Each entry that follows needs to be written out exactly, with nothing left out.

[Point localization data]
..............................

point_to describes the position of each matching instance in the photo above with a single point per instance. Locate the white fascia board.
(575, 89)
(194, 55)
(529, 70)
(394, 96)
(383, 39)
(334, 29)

..............................

# Answer section
point_to describes the position of each matching instance in the photo above with a single point per instance. Locate the white fascia board.
(575, 89)
(194, 55)
(529, 70)
(394, 96)
(383, 39)
(334, 29)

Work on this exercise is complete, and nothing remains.